Однако больше всего в раннеевропейских браках (и разводах, конечно) меня поразило то, с какой легкостью они заключались и расторгались. Люди женились по финансовым и личным мотивам, но они и расходились по финансовым и личным мотивам, и расходились легко, в сравнении с тем, что ждало их в ближайшем будущем. Видимо, в то время в гражданском обществе понимали, что, хотя человеческие сердца дают много обещаний, умом всегда можно передумать.

Условия финансовых сделок тоже меняются. В средневековой Германии суды дошли до того, что создали два вида законного брака: мунтейе, постоянный пожизненный контракт с множеством обязательств, и фриделейе (буквальный перевод – «облегченный брак»), более простое соглашение между двумя взрослыми людьми, не подразумевающее ни приданого, ни прав на наследство, которое могло быть расторгнуто каждой стороной в любой момент.

Данные для привязки объектов по описаниям на естественном языке:
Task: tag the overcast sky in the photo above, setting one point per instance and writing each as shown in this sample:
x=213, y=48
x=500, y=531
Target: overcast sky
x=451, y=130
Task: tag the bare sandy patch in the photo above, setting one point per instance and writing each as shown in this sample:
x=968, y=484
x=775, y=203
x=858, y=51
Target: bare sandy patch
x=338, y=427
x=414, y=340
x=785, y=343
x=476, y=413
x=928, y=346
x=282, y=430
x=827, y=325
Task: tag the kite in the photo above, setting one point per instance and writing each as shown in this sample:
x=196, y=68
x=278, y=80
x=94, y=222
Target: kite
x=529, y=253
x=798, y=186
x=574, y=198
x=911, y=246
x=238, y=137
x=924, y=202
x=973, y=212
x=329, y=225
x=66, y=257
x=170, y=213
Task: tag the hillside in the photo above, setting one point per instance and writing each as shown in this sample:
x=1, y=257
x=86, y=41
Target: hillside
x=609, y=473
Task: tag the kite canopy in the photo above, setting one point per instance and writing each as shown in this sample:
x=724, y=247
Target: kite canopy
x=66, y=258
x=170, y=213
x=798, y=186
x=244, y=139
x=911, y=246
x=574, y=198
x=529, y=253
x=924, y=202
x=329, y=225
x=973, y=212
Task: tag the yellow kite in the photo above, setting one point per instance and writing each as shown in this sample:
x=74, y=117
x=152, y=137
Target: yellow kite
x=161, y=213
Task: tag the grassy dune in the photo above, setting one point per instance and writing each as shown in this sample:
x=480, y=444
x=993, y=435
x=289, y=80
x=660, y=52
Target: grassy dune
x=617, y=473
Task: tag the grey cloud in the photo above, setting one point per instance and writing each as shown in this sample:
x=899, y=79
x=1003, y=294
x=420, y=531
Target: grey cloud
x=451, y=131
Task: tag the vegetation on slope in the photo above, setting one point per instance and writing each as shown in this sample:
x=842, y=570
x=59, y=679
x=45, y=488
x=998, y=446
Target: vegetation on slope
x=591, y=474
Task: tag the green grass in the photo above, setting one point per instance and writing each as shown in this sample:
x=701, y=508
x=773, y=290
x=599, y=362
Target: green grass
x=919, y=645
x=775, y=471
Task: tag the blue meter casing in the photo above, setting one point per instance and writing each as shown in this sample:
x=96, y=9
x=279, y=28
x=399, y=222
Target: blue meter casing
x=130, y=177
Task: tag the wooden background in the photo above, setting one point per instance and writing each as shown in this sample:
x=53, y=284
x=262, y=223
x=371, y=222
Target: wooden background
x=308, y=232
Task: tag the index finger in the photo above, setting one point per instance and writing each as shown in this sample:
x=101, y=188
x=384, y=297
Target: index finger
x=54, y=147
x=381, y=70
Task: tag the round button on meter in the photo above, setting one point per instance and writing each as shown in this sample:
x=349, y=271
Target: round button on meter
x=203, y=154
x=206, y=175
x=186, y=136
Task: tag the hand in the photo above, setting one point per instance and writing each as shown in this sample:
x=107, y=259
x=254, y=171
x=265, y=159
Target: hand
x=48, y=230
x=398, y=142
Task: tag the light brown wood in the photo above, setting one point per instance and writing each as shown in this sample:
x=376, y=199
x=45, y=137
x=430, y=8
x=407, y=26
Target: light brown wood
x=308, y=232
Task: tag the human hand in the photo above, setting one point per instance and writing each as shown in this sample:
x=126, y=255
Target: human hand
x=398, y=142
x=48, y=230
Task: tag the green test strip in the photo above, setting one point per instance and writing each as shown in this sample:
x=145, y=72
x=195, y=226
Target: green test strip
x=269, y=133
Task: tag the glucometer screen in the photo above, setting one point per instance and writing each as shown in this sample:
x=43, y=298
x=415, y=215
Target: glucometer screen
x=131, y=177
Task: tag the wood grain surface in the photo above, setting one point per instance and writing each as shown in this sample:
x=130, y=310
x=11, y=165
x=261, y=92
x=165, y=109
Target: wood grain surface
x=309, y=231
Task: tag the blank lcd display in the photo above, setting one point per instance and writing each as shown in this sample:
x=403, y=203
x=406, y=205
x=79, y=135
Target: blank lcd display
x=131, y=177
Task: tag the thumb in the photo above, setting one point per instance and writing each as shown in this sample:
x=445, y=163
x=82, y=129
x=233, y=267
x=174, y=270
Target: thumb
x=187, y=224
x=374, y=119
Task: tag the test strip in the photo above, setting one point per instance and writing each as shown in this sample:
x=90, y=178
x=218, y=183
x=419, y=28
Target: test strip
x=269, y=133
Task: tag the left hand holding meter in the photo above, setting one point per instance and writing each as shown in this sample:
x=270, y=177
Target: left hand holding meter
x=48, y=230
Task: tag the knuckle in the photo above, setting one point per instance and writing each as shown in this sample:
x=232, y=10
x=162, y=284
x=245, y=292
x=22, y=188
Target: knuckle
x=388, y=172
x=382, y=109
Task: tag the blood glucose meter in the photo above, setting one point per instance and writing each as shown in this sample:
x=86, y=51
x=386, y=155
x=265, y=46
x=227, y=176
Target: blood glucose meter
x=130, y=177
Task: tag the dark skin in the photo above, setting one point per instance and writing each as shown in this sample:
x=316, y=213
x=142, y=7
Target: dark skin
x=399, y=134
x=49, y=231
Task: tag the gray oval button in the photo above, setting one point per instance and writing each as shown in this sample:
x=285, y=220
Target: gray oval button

**Задания:**
[1] Как в отрывке о ранних европейских браках называется постоянный пожизненный брачный контракт, существовавший в средневековой Германии?
[2] Измените фрагмент отрывка о ранних европейских браках от слов «Условия финансовых сделок» до слов «в любой момент.» включительно, заменив «суды» на «власти», и приведите его целиком.
[3] Продолжите отрывок о ранних европейских браках, начав сразу после его последнего предложения.

**Ответы:**
[1] Мунтейе.

[2]
Условия финансовых сделок тоже меняются. В средневековой Германии власти дошли до того, что создали два вида законного брака: мунтейе, постоянный пожизненный контракт с множеством обязательств, и фриделейе (буквальный перевод – «облегченный брак»), более простое соглашение между двумя взрослыми людьми, не подразумевающее ни приданого, ни прав на наследство, которое могло быть расторгнуто каждой стороной в любой момент.

[3]
Но в тринадцатом веке настало время либеральным порядкам измениться: в вопросы брака снова (точнее, впервые) вмешалась Церковь. Утопические мечты раннего христианства давно почили. Среди отцов Церкви давно не осталось ученых монахов, стремящихся воссоздать рай на Земле; теперь они были могущественными политиками, готовыми положить все силы на управление растущей империей. И одной из главных административных задач, стоявших перед Церковью, было управление европейскими королями, чьи браки и разводы приводили к созданию и разрушению политических альянсов, не всегда входивших в планы церковного руководства.

И вот в 1215 году Церковь навсегда взяла брак в свои руки, издав указ о том, что отныне считать законным браком. До 1215 года устного обета двух взрослых людей в глазах закона всегда было достаточно, но теперь Церковь решила, что это неприемлемо. Новая догма объявляла «полный запрет на тайные браки». (То есть «полный запрет на браки, о которых нам ничего не известно».) Теперь все принцы и аристократы, осмелившиеся жениться вопреки желаниям Церкви, мгновенно отлучались; эти ограничения распространялись и на простонародье. Чтобы усилить контроль, папа Иннокентий III запретил развод при любых обстоятельствах, за исключением санкционированной Церковью аннуляции брака, которая впоследствии стала часто использоваться как средство построения и разрушения империй.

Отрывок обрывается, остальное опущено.